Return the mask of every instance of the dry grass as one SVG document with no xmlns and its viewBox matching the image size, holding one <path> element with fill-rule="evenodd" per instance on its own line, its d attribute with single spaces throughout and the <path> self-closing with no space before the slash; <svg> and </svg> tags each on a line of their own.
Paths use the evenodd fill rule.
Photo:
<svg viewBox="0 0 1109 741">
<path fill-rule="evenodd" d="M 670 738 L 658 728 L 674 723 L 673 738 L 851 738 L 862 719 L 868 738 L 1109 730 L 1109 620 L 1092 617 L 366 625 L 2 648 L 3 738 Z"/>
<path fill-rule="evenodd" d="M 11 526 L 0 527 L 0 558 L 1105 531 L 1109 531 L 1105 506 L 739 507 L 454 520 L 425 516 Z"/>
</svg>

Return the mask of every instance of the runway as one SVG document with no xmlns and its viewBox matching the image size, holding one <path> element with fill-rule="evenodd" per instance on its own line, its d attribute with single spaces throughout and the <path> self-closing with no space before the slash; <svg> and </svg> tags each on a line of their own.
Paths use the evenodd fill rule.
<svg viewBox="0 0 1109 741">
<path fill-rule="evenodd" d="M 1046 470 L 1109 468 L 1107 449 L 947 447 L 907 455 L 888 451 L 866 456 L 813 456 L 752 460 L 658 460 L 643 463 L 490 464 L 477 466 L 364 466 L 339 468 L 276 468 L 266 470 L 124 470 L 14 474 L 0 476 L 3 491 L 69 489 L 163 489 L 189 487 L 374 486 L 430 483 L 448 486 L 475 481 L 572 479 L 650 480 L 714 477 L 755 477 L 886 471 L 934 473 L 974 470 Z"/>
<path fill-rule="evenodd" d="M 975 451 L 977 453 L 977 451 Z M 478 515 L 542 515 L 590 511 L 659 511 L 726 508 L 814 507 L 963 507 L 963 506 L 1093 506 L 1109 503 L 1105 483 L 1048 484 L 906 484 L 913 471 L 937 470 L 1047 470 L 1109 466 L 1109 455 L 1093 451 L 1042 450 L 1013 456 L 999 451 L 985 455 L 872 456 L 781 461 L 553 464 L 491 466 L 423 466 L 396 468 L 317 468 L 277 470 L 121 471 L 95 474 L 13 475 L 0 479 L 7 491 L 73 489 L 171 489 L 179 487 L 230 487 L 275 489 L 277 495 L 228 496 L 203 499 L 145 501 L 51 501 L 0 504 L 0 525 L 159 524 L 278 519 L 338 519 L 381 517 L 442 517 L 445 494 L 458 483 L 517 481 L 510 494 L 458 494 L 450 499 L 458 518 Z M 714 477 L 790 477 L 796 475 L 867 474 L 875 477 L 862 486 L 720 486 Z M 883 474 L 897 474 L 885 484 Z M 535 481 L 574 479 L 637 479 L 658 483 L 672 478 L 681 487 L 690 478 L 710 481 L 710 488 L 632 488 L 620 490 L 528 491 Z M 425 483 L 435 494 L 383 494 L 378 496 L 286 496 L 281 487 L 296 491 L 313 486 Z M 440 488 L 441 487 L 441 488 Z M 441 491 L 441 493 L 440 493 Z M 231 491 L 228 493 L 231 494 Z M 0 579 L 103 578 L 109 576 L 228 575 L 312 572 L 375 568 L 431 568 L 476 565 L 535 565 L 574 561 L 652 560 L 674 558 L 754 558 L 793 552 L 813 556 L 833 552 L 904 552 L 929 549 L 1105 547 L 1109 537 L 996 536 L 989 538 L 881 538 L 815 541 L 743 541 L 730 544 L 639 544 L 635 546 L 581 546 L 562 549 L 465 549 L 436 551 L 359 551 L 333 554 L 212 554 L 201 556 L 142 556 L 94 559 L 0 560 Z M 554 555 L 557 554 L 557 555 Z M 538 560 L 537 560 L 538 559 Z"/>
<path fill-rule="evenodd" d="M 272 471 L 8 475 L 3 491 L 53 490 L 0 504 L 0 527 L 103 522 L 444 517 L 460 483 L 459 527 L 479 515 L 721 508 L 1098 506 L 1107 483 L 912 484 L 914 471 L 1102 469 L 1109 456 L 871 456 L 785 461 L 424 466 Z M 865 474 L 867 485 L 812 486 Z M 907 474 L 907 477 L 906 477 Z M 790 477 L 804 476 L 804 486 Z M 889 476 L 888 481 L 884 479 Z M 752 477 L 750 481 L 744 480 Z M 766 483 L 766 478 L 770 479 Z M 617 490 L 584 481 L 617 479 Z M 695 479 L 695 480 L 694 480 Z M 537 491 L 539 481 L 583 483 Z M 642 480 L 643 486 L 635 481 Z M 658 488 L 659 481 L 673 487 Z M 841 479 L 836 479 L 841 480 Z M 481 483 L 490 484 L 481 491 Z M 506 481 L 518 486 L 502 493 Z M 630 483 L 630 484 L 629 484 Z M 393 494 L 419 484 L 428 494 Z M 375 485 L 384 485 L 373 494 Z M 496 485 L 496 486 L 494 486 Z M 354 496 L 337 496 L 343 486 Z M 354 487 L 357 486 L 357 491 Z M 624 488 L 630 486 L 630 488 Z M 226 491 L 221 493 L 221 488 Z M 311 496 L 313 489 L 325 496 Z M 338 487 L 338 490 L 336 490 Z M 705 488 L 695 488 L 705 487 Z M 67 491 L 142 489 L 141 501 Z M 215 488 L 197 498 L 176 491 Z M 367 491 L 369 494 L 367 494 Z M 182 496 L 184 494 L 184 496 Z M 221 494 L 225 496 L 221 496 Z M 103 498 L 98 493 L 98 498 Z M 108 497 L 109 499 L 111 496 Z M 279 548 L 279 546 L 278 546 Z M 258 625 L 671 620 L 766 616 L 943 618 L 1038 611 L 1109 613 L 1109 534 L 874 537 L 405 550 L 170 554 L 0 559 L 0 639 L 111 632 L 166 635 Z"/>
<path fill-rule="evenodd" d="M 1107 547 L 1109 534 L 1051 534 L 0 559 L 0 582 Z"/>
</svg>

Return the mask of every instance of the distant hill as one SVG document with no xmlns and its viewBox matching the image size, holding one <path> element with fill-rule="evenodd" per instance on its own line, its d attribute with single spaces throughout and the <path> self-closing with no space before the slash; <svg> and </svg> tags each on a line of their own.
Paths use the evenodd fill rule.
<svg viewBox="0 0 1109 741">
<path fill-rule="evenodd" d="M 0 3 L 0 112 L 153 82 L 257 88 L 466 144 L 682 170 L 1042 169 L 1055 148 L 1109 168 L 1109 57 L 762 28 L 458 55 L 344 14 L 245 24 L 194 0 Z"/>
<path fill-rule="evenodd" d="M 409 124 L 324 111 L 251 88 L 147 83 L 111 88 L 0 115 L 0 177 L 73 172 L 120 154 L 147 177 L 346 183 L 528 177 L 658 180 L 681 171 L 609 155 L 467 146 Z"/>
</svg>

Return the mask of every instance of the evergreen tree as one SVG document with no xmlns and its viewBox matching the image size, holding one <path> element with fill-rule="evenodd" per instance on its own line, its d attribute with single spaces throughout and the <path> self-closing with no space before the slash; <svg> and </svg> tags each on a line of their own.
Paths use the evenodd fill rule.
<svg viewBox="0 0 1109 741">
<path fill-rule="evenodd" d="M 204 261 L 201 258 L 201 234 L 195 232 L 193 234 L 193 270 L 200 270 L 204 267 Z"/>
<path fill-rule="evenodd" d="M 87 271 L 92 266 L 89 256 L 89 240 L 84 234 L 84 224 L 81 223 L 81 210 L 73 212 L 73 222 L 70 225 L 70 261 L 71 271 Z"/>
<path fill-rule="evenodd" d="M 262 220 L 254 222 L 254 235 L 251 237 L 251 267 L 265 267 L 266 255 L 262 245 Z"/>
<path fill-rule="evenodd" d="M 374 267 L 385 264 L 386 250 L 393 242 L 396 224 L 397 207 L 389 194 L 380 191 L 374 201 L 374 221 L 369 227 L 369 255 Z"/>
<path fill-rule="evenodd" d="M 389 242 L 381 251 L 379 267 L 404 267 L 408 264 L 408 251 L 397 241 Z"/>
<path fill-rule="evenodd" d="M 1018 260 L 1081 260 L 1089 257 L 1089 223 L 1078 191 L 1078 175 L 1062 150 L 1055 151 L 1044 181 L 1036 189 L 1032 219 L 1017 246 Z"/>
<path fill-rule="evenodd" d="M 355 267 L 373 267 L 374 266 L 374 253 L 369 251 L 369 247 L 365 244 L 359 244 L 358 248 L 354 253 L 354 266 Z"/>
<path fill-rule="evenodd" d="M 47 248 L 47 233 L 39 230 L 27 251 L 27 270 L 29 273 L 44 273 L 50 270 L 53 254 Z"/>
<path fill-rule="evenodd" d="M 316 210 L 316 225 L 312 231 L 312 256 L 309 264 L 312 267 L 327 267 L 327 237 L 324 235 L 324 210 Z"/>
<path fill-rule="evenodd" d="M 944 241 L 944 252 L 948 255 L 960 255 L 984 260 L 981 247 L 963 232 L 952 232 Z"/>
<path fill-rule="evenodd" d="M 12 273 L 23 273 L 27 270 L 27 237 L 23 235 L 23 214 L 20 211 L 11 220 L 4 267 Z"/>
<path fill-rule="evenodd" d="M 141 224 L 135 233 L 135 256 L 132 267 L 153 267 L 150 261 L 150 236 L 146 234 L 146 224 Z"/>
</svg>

**********

WHAT THE TASK REQUIRES → Rescale the records from the line containing "Return the mask of every instance of the evergreen" through the line containing "47 248 L 47", both ends included, and give only those lines. Reproduce the requests unchanged, and multiply every viewBox value and path coordinate in the SVG answers by 1.1, rounding to whole numbers with halves rounded up.

OUTPUT FOR THIS EXERCISE →
Return the mask of every instance of the evergreen tree as one SVG document with no xmlns and its viewBox matching the image size, holding one <path> element with fill-rule="evenodd" per instance on its own line, its d attribute with single spaces throughout and the <path> self-closing with no space before the slash; <svg> and </svg> tags each on a line of their own.
Paths use the evenodd fill rule.
<svg viewBox="0 0 1220 815">
<path fill-rule="evenodd" d="M 224 287 L 221 284 L 221 257 L 215 255 L 212 257 L 212 297 L 220 297 L 224 294 Z"/>
<path fill-rule="evenodd" d="M 96 298 L 101 293 L 98 282 L 98 264 L 92 257 L 92 246 L 89 245 L 89 231 L 80 233 L 80 244 L 77 248 L 77 287 L 78 298 Z"/>
<path fill-rule="evenodd" d="M 288 242 L 279 244 L 279 259 L 276 261 L 276 294 L 292 294 L 293 281 L 288 270 Z"/>
<path fill-rule="evenodd" d="M 411 294 L 424 290 L 425 275 L 432 266 L 436 246 L 437 228 L 428 213 L 418 210 L 411 221 L 411 243 L 406 250 L 406 281 Z"/>
<path fill-rule="evenodd" d="M 428 266 L 419 276 L 417 294 L 444 294 L 449 290 L 449 276 L 437 265 Z"/>
<path fill-rule="evenodd" d="M 1120 286 L 1189 286 L 1198 283 L 1198 245 L 1186 210 L 1186 193 L 1168 165 L 1161 166 L 1148 199 L 1140 208 L 1135 241 L 1119 271 Z"/>
<path fill-rule="evenodd" d="M 391 294 L 410 294 L 411 293 L 411 278 L 406 276 L 406 272 L 402 268 L 395 268 L 394 273 L 389 278 L 389 293 Z"/>
<path fill-rule="evenodd" d="M 52 273 L 52 256 L 43 253 L 30 276 L 30 297 L 32 300 L 48 300 L 55 297 L 58 279 Z"/>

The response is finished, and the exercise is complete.